* Goal of the exercise *
Reproduce everything in the records from the line "TARGET: pigtail" down to the final line, leaving each line unchanged.

* Records for processing *
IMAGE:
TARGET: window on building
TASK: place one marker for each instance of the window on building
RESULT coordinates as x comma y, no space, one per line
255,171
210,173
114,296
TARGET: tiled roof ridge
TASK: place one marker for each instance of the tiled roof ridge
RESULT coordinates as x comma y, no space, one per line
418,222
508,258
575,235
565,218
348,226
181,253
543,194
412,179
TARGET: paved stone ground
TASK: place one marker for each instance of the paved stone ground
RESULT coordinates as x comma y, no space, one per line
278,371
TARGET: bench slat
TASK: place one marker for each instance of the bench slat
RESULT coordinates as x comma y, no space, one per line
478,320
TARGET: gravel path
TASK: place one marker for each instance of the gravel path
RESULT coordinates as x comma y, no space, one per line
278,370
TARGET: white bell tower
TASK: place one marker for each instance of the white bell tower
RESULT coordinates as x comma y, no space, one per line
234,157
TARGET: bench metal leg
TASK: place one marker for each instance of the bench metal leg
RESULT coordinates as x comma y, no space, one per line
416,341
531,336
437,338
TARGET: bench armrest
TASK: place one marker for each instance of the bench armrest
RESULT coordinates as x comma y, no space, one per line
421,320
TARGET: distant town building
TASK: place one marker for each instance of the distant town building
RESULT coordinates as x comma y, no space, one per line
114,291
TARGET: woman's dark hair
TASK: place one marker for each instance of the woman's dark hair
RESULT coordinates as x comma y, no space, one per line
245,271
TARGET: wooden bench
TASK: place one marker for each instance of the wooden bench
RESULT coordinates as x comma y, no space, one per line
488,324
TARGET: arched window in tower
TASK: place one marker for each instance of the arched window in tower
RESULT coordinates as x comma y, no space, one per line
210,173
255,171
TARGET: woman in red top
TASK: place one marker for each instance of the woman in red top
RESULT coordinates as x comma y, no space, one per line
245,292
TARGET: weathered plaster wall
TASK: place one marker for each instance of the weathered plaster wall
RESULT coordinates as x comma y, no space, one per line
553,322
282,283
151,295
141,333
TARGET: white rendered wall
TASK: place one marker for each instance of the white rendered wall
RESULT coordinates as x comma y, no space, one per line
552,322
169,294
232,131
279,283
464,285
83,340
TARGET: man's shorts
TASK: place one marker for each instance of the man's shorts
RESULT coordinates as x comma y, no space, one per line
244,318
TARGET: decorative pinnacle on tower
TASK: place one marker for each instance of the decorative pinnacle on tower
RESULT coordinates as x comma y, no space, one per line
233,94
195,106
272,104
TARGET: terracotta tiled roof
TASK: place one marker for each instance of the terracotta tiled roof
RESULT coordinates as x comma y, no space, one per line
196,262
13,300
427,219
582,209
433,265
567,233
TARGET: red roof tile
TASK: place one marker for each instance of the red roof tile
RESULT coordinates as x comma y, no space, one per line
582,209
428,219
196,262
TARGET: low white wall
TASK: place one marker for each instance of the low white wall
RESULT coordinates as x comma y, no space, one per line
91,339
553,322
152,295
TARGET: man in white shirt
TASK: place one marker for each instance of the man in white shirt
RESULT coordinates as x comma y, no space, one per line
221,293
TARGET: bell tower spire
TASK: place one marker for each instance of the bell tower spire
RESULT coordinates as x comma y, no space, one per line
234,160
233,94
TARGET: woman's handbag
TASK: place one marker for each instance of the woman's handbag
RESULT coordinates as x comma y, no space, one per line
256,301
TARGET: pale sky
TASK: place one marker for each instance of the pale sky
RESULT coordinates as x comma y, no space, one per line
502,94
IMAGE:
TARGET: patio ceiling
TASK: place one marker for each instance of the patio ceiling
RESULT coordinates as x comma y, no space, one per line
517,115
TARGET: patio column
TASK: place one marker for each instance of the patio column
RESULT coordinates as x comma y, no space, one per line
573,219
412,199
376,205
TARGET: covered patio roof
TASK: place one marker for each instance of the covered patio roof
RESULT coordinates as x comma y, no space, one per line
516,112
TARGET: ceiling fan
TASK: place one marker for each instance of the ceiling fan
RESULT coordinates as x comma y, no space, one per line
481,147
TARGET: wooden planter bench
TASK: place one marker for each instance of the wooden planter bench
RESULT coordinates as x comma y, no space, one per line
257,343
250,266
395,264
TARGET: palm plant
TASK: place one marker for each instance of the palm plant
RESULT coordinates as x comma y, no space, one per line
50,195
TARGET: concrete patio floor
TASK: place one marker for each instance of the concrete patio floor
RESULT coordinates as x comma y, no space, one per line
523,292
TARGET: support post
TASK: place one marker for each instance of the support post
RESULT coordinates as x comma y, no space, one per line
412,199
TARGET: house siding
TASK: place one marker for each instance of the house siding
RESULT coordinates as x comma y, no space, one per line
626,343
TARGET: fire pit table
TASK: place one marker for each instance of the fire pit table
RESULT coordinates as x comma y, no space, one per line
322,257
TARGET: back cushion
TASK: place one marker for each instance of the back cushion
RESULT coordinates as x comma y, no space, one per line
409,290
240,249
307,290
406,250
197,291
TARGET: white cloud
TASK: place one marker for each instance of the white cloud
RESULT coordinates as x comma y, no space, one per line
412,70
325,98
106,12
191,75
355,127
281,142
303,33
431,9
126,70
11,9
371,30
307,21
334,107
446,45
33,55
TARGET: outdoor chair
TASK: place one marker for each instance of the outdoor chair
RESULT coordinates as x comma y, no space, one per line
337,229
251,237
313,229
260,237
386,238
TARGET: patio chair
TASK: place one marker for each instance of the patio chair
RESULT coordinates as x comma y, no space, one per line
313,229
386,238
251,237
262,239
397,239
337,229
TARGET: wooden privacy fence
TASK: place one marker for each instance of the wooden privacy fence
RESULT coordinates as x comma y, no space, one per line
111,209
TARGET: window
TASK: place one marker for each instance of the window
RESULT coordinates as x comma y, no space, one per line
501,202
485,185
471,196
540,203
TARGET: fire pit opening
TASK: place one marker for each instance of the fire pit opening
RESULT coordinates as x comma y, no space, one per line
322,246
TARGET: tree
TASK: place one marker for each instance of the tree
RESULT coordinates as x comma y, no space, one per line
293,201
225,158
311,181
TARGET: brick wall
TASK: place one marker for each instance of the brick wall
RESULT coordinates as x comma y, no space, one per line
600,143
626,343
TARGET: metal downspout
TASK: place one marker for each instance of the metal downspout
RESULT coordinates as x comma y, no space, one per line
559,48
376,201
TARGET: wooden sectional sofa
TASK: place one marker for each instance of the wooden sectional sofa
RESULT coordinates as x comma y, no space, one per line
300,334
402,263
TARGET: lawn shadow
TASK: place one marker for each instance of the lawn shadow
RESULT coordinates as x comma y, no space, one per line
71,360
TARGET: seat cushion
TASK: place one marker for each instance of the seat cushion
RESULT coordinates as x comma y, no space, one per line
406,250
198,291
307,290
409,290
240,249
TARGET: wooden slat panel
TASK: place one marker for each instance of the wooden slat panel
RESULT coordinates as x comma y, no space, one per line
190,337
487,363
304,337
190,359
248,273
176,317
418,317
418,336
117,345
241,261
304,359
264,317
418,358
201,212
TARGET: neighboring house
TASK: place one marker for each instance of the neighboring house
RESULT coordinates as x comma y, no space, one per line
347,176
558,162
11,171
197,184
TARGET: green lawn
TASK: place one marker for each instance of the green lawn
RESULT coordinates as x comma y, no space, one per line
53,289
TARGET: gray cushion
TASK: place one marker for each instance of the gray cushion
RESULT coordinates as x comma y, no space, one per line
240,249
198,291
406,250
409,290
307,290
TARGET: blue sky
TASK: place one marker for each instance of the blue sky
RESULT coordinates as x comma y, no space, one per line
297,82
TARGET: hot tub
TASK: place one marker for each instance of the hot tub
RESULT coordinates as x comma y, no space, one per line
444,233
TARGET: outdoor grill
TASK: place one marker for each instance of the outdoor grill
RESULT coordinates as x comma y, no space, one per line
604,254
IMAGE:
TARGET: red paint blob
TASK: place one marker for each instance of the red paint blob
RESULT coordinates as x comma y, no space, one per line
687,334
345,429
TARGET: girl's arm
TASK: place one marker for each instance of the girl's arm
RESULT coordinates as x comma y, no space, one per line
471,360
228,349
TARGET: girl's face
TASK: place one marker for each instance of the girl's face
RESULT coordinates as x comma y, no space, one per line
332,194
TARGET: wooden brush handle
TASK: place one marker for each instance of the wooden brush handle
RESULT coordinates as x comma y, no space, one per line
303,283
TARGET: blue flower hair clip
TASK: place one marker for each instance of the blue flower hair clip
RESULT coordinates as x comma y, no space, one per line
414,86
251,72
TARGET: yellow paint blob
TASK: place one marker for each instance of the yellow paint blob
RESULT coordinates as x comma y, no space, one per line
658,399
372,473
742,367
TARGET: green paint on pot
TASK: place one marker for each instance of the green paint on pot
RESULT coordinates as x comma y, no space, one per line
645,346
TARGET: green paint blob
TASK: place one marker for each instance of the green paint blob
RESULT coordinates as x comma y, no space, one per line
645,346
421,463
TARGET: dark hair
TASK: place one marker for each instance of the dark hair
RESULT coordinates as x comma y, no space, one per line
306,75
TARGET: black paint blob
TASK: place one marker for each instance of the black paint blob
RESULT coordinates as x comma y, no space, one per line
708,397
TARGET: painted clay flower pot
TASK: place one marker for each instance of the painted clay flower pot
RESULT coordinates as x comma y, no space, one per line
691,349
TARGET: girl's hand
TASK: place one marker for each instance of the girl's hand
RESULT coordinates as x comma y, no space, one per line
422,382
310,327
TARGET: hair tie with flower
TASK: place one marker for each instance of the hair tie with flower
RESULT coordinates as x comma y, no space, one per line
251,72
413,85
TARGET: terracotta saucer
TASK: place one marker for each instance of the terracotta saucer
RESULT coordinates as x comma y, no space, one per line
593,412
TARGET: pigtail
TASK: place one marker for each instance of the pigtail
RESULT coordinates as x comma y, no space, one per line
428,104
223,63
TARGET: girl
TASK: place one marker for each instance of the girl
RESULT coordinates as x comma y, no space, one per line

* Task result *
TARGET: pigtail
TASK: place one marker for each instance of the pigtail
RESULT coordinates as x comma y, no space, one per line
428,104
223,63
TARGET: girl
TASK: place one marker for each instance of the girl
RESULT coordinates as x comma y, no space, one per line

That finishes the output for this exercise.